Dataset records
╭──

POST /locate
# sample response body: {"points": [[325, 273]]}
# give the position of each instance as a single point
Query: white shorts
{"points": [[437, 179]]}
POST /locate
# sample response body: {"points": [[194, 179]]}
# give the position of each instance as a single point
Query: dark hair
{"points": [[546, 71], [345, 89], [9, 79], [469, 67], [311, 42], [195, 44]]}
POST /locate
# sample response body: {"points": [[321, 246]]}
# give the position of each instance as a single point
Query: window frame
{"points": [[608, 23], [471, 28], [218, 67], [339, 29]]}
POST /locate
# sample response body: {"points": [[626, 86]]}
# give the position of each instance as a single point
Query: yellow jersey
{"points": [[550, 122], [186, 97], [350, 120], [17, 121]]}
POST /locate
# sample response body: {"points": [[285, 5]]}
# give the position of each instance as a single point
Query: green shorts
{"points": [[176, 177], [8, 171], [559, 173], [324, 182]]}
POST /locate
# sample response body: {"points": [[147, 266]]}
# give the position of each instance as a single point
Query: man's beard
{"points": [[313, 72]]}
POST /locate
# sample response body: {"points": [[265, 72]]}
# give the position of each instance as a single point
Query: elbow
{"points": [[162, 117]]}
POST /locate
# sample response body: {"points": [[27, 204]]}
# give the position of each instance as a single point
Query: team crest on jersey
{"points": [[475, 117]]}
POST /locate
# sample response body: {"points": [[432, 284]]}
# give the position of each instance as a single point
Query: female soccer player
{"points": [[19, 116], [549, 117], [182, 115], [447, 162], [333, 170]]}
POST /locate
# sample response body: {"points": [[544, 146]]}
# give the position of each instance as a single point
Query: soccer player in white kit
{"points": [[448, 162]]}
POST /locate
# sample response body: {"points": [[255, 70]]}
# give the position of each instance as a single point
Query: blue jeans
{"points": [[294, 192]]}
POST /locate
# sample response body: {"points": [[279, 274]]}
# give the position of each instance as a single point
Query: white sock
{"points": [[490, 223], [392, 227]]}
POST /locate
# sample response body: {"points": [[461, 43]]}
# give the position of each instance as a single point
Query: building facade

╰──

▶ **What you will do**: Your answer must be the full set of records above, reproduced exactly.

▶ **Finished exercise**:
POST /locate
# sample response body: {"points": [[325, 273]]}
# give the position of each instance as a single point
Query: white shorts
{"points": [[437, 179]]}
POST /locate
# sample response body: {"points": [[194, 179]]}
# give the position of each instance as a single point
Query: dark hair
{"points": [[546, 71], [345, 89], [9, 79], [469, 67], [311, 42], [195, 44]]}
POST /locate
# sample response body: {"points": [[321, 246]]}
# give the position of each instance as a single point
Query: window frame
{"points": [[608, 23], [471, 28], [218, 67], [339, 29]]}
POST /locate
# sample response body: {"points": [[626, 86]]}
# give the position of each instance as a single point
Query: yellow jersey
{"points": [[550, 122], [186, 97], [350, 120], [17, 121]]}
POST /locate
# sample response body: {"points": [[285, 5]]}
# give the position of each instance as a single point
Query: green shorts
{"points": [[176, 177], [8, 171], [559, 173], [324, 182]]}
POST /locate
# sample response body: {"points": [[147, 266]]}
# give the position of each instance as a single point
Query: man's beard
{"points": [[313, 72]]}
POST /locate
# sample response body: {"points": [[265, 72]]}
# give the position of each instance as a single point
Query: elbow
{"points": [[162, 117]]}
POST /locate
# sample response body: {"points": [[27, 204]]}
# give the position of each instance as a single point
Query: team crest on jersey
{"points": [[475, 117]]}
POST /locate
# sample response body: {"points": [[432, 284]]}
# give the position of each instance as a single point
Query: female soccer player
{"points": [[19, 116], [549, 117], [182, 115], [447, 162], [333, 170]]}
POST /locate
# sample response body: {"points": [[544, 146]]}
# give the position of each instance as a single point
Query: soccer player in white kit
{"points": [[448, 162]]}
POST /locate
# sample response body: {"points": [[255, 70]]}
# give the position of each instance as a single point
Query: blue jeans
{"points": [[294, 192]]}
POST /locate
# sample response body: {"points": [[279, 274]]}
# give the position of each instance as a single point
Query: white sock
{"points": [[490, 223], [392, 227]]}
POST /locate
# sample response body: {"points": [[461, 43]]}
# give the position of each instance as a single point
Query: building facade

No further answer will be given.